>> Begin DATA PROVIDED
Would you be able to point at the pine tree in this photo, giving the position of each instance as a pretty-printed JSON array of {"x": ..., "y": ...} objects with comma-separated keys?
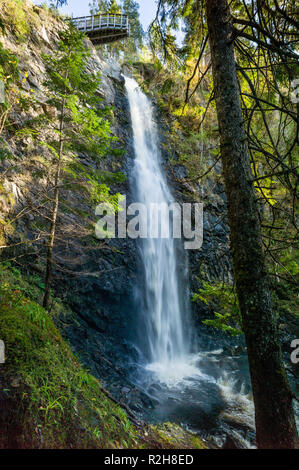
[{"x": 135, "y": 41}]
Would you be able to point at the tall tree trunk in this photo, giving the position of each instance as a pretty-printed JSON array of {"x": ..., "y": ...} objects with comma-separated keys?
[
  {"x": 51, "y": 240},
  {"x": 274, "y": 416}
]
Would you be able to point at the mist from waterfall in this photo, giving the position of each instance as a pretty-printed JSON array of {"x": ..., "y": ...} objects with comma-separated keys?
[{"x": 165, "y": 292}]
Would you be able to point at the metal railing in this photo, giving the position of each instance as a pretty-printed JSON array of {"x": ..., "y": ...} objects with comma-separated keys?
[{"x": 99, "y": 22}]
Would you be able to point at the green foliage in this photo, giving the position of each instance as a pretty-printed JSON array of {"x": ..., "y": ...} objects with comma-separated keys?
[
  {"x": 222, "y": 297},
  {"x": 59, "y": 403},
  {"x": 9, "y": 71},
  {"x": 56, "y": 396}
]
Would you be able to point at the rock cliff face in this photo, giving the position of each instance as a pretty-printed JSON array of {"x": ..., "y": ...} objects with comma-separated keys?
[{"x": 96, "y": 279}]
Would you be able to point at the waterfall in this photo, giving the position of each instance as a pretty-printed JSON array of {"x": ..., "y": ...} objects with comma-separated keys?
[{"x": 165, "y": 293}]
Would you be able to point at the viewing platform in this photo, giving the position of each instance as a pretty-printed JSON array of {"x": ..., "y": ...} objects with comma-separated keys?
[{"x": 103, "y": 28}]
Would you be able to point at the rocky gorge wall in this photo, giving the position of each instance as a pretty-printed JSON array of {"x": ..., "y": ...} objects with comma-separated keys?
[{"x": 97, "y": 279}]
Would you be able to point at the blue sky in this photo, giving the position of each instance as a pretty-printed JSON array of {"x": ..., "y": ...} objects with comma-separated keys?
[{"x": 80, "y": 8}]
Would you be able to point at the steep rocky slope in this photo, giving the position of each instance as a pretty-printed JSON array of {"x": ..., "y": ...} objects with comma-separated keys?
[{"x": 95, "y": 280}]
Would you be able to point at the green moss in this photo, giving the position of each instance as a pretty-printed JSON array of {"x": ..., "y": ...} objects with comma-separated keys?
[
  {"x": 57, "y": 398},
  {"x": 51, "y": 401}
]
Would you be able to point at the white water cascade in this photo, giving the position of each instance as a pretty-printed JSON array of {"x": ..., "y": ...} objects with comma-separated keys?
[
  {"x": 164, "y": 292},
  {"x": 164, "y": 302}
]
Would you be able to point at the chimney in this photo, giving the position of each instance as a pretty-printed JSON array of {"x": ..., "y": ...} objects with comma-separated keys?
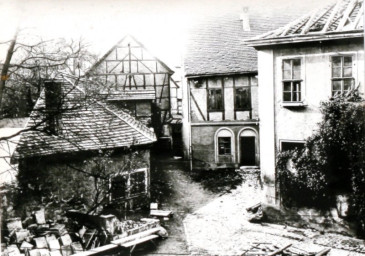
[
  {"x": 245, "y": 19},
  {"x": 53, "y": 105}
]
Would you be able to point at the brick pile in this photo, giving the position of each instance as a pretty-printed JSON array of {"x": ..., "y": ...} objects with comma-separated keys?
[{"x": 37, "y": 237}]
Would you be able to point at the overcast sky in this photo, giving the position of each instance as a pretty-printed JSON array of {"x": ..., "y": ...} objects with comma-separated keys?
[{"x": 161, "y": 25}]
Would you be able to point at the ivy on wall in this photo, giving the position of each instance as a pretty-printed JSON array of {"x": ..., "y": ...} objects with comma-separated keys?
[{"x": 331, "y": 163}]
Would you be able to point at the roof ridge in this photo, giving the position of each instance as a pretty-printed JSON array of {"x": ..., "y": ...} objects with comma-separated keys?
[{"x": 127, "y": 118}]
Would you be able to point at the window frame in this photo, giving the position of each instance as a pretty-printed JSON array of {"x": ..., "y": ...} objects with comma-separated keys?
[
  {"x": 342, "y": 78},
  {"x": 291, "y": 141},
  {"x": 128, "y": 192},
  {"x": 249, "y": 107},
  {"x": 225, "y": 143},
  {"x": 209, "y": 90},
  {"x": 294, "y": 82}
]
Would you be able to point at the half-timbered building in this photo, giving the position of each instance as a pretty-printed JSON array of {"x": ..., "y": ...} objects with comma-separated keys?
[
  {"x": 221, "y": 119},
  {"x": 136, "y": 81}
]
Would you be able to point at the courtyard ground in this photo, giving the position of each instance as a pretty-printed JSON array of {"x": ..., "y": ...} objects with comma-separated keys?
[
  {"x": 174, "y": 189},
  {"x": 221, "y": 228},
  {"x": 215, "y": 223}
]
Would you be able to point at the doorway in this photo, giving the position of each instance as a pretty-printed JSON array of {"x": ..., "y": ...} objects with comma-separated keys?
[{"x": 248, "y": 151}]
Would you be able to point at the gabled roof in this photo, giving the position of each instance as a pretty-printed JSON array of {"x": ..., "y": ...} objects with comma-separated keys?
[
  {"x": 216, "y": 46},
  {"x": 85, "y": 124},
  {"x": 343, "y": 19},
  {"x": 112, "y": 54}
]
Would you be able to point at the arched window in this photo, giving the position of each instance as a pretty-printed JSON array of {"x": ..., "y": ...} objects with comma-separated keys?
[
  {"x": 248, "y": 147},
  {"x": 224, "y": 146}
]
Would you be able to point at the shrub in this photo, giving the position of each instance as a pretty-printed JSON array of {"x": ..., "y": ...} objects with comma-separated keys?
[{"x": 331, "y": 163}]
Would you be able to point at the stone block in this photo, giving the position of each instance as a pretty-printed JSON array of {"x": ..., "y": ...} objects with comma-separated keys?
[
  {"x": 40, "y": 216},
  {"x": 66, "y": 239},
  {"x": 76, "y": 247},
  {"x": 66, "y": 250},
  {"x": 14, "y": 224},
  {"x": 40, "y": 242}
]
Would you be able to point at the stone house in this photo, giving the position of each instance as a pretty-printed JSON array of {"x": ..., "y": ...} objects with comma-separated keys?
[
  {"x": 220, "y": 91},
  {"x": 310, "y": 60},
  {"x": 59, "y": 151}
]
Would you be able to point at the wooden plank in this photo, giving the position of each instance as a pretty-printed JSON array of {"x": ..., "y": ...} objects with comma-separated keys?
[
  {"x": 160, "y": 213},
  {"x": 323, "y": 252},
  {"x": 139, "y": 241},
  {"x": 358, "y": 17},
  {"x": 279, "y": 250},
  {"x": 350, "y": 7},
  {"x": 333, "y": 13},
  {"x": 135, "y": 236}
]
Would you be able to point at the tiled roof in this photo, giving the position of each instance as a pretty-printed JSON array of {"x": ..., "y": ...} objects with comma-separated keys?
[
  {"x": 217, "y": 46},
  {"x": 85, "y": 124},
  {"x": 147, "y": 94},
  {"x": 345, "y": 18}
]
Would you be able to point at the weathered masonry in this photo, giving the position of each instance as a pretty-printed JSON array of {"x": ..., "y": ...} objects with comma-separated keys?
[
  {"x": 138, "y": 82},
  {"x": 59, "y": 154},
  {"x": 310, "y": 60},
  {"x": 220, "y": 94},
  {"x": 224, "y": 121}
]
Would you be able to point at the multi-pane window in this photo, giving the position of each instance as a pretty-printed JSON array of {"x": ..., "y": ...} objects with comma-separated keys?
[
  {"x": 224, "y": 146},
  {"x": 292, "y": 81},
  {"x": 342, "y": 78},
  {"x": 215, "y": 100},
  {"x": 243, "y": 98}
]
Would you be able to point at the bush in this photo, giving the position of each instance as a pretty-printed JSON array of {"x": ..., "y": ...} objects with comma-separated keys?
[{"x": 331, "y": 163}]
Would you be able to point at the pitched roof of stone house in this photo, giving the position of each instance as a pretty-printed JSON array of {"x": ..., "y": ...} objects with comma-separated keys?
[
  {"x": 343, "y": 19},
  {"x": 85, "y": 124},
  {"x": 216, "y": 46}
]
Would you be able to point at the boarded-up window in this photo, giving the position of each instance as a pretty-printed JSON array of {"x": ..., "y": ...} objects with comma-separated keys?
[
  {"x": 292, "y": 82},
  {"x": 224, "y": 145},
  {"x": 138, "y": 183},
  {"x": 119, "y": 187},
  {"x": 215, "y": 100},
  {"x": 243, "y": 98},
  {"x": 342, "y": 78},
  {"x": 129, "y": 184}
]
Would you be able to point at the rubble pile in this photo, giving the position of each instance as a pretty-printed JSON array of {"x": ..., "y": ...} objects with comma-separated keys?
[
  {"x": 79, "y": 232},
  {"x": 269, "y": 249}
]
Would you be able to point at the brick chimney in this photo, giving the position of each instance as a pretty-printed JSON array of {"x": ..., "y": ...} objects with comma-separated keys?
[
  {"x": 53, "y": 102},
  {"x": 244, "y": 17}
]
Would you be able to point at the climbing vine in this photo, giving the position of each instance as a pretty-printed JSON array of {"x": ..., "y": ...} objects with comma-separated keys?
[{"x": 331, "y": 163}]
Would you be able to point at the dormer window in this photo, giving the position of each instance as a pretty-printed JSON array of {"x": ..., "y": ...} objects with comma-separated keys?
[
  {"x": 342, "y": 78},
  {"x": 292, "y": 81}
]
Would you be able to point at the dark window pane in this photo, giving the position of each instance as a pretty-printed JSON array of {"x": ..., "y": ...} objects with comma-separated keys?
[
  {"x": 296, "y": 74},
  {"x": 287, "y": 74},
  {"x": 347, "y": 84},
  {"x": 336, "y": 72},
  {"x": 296, "y": 64},
  {"x": 287, "y": 96},
  {"x": 138, "y": 183},
  {"x": 336, "y": 61},
  {"x": 243, "y": 98},
  {"x": 119, "y": 187},
  {"x": 287, "y": 86},
  {"x": 286, "y": 65},
  {"x": 347, "y": 61},
  {"x": 336, "y": 85},
  {"x": 224, "y": 145}
]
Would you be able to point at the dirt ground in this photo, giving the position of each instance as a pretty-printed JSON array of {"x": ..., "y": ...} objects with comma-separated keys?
[
  {"x": 173, "y": 188},
  {"x": 221, "y": 228}
]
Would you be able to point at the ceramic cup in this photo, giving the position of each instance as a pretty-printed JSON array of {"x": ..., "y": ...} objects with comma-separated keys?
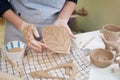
[
  {"x": 101, "y": 57},
  {"x": 111, "y": 32},
  {"x": 15, "y": 50}
]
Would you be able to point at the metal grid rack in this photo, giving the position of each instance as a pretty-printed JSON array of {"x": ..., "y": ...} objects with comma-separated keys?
[{"x": 41, "y": 61}]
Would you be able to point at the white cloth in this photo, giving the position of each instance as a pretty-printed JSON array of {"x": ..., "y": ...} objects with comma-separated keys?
[{"x": 38, "y": 12}]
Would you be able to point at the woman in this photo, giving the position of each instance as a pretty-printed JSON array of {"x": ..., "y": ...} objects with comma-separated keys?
[{"x": 25, "y": 18}]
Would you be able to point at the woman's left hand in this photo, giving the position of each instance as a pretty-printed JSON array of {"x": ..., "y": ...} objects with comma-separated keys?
[{"x": 64, "y": 24}]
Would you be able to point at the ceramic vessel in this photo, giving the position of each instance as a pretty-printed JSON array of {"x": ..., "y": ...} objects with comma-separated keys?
[{"x": 111, "y": 32}]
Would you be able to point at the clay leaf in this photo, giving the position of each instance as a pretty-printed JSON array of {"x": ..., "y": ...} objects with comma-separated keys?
[{"x": 56, "y": 38}]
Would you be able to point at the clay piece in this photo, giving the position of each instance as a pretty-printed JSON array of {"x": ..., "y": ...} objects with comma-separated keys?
[
  {"x": 67, "y": 66},
  {"x": 57, "y": 39},
  {"x": 111, "y": 45},
  {"x": 5, "y": 76}
]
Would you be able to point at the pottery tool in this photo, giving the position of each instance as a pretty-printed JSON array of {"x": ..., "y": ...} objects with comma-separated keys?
[{"x": 88, "y": 42}]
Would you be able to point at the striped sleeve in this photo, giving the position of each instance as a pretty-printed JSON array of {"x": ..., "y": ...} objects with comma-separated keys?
[
  {"x": 4, "y": 6},
  {"x": 75, "y": 1}
]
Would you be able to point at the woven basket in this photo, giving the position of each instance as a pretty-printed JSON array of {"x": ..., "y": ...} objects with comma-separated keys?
[{"x": 101, "y": 57}]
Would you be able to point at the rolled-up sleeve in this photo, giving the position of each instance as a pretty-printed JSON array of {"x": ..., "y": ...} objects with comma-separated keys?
[
  {"x": 4, "y": 6},
  {"x": 75, "y": 1}
]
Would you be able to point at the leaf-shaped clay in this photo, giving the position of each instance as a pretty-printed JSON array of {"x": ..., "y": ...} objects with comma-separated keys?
[{"x": 56, "y": 39}]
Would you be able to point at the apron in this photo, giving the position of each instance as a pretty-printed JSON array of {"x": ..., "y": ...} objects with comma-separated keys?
[{"x": 38, "y": 12}]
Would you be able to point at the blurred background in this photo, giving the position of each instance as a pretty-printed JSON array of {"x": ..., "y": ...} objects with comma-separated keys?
[{"x": 92, "y": 15}]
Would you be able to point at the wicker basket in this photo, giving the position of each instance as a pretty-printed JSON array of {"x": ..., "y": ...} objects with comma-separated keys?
[{"x": 101, "y": 57}]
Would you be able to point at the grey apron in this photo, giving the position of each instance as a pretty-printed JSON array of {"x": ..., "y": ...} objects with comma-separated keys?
[{"x": 38, "y": 12}]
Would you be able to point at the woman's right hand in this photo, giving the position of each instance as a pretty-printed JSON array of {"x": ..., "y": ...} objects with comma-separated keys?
[{"x": 29, "y": 32}]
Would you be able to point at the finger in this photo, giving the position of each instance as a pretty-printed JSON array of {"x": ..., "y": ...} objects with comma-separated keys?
[
  {"x": 35, "y": 31},
  {"x": 42, "y": 44},
  {"x": 34, "y": 47},
  {"x": 70, "y": 32},
  {"x": 36, "y": 43}
]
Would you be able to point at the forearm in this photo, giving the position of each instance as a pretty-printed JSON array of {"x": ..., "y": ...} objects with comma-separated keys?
[
  {"x": 67, "y": 11},
  {"x": 13, "y": 18}
]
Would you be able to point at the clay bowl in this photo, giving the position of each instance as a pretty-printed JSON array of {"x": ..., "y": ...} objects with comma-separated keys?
[
  {"x": 111, "y": 32},
  {"x": 101, "y": 57}
]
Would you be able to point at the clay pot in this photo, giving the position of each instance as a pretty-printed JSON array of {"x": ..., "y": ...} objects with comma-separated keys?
[
  {"x": 117, "y": 59},
  {"x": 101, "y": 57},
  {"x": 111, "y": 32}
]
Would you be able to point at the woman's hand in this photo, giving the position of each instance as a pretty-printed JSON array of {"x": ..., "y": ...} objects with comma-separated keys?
[
  {"x": 63, "y": 23},
  {"x": 29, "y": 32}
]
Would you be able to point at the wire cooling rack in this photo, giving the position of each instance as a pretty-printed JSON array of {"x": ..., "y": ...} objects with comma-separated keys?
[{"x": 41, "y": 61}]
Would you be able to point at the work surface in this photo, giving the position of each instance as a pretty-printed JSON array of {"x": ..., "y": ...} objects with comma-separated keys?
[
  {"x": 45, "y": 60},
  {"x": 90, "y": 73},
  {"x": 110, "y": 73}
]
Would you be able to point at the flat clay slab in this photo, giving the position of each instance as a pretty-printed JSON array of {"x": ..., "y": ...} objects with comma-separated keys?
[{"x": 57, "y": 39}]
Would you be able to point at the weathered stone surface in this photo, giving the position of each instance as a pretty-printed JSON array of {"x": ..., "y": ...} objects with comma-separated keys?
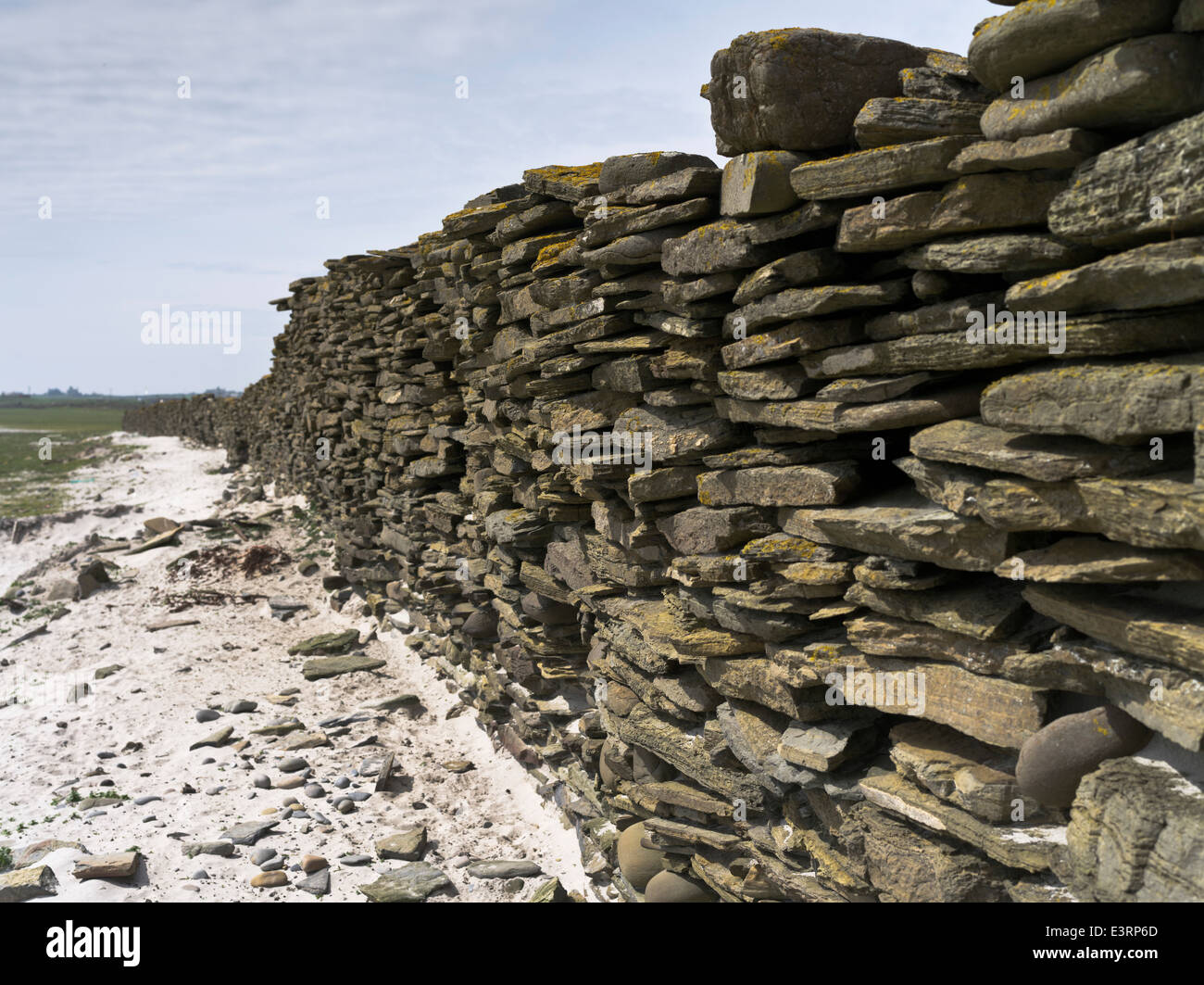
[
  {"x": 409, "y": 884},
  {"x": 759, "y": 182},
  {"x": 330, "y": 643},
  {"x": 911, "y": 867},
  {"x": 1023, "y": 847},
  {"x": 983, "y": 608},
  {"x": 1135, "y": 835},
  {"x": 904, "y": 525},
  {"x": 883, "y": 169},
  {"x": 1085, "y": 337},
  {"x": 1047, "y": 458},
  {"x": 121, "y": 865},
  {"x": 637, "y": 863},
  {"x": 998, "y": 253},
  {"x": 1090, "y": 560},
  {"x": 1138, "y": 83},
  {"x": 1159, "y": 274},
  {"x": 408, "y": 844},
  {"x": 790, "y": 486},
  {"x": 1121, "y": 403},
  {"x": 886, "y": 121},
  {"x": 731, "y": 245},
  {"x": 1148, "y": 188},
  {"x": 1054, "y": 761},
  {"x": 29, "y": 883},
  {"x": 1060, "y": 149},
  {"x": 1140, "y": 623},
  {"x": 798, "y": 89},
  {"x": 1038, "y": 39},
  {"x": 975, "y": 202},
  {"x": 332, "y": 666},
  {"x": 959, "y": 770},
  {"x": 625, "y": 170},
  {"x": 790, "y": 272}
]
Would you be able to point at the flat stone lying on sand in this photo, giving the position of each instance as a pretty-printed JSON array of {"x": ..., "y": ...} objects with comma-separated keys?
[
  {"x": 330, "y": 643},
  {"x": 217, "y": 739},
  {"x": 248, "y": 832},
  {"x": 502, "y": 869},
  {"x": 408, "y": 884},
  {"x": 120, "y": 865},
  {"x": 333, "y": 666},
  {"x": 23, "y": 884}
]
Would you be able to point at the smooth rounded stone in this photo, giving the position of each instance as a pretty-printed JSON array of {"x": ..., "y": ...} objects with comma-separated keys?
[
  {"x": 1054, "y": 760},
  {"x": 803, "y": 87},
  {"x": 671, "y": 888},
  {"x": 636, "y": 863},
  {"x": 502, "y": 869}
]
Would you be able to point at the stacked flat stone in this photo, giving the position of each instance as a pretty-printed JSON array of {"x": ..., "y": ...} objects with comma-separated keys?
[{"x": 842, "y": 486}]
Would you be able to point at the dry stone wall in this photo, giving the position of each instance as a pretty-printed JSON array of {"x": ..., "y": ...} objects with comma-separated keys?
[{"x": 826, "y": 526}]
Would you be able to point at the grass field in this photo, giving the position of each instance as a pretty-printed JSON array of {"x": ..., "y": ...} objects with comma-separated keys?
[{"x": 43, "y": 446}]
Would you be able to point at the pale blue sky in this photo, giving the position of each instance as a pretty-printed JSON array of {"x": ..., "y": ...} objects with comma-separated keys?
[{"x": 208, "y": 202}]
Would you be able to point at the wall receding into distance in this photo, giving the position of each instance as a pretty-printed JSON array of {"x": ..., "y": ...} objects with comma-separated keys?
[{"x": 823, "y": 526}]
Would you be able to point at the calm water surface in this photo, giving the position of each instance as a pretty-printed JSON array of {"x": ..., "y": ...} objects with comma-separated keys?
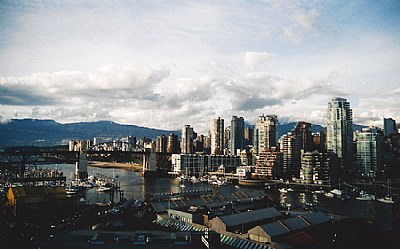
>> End DATA PROVIDED
STATED EXERCISE -
Can you find every line in the material above that contains the word "chimney" and copy each of those lines in full?

EXERCISE ANSWER -
Would you be able to point at the chimney in this photo, giving the position of each instance as a pretty-printed JSON array of {"x": ..., "y": ...} objects with comma-separated keys?
Would you be able to point at the brick chimney in this photo, giving the position of each instance as a pretty-printed JSON array of {"x": ..., "y": ...} objects with comma-separated keys?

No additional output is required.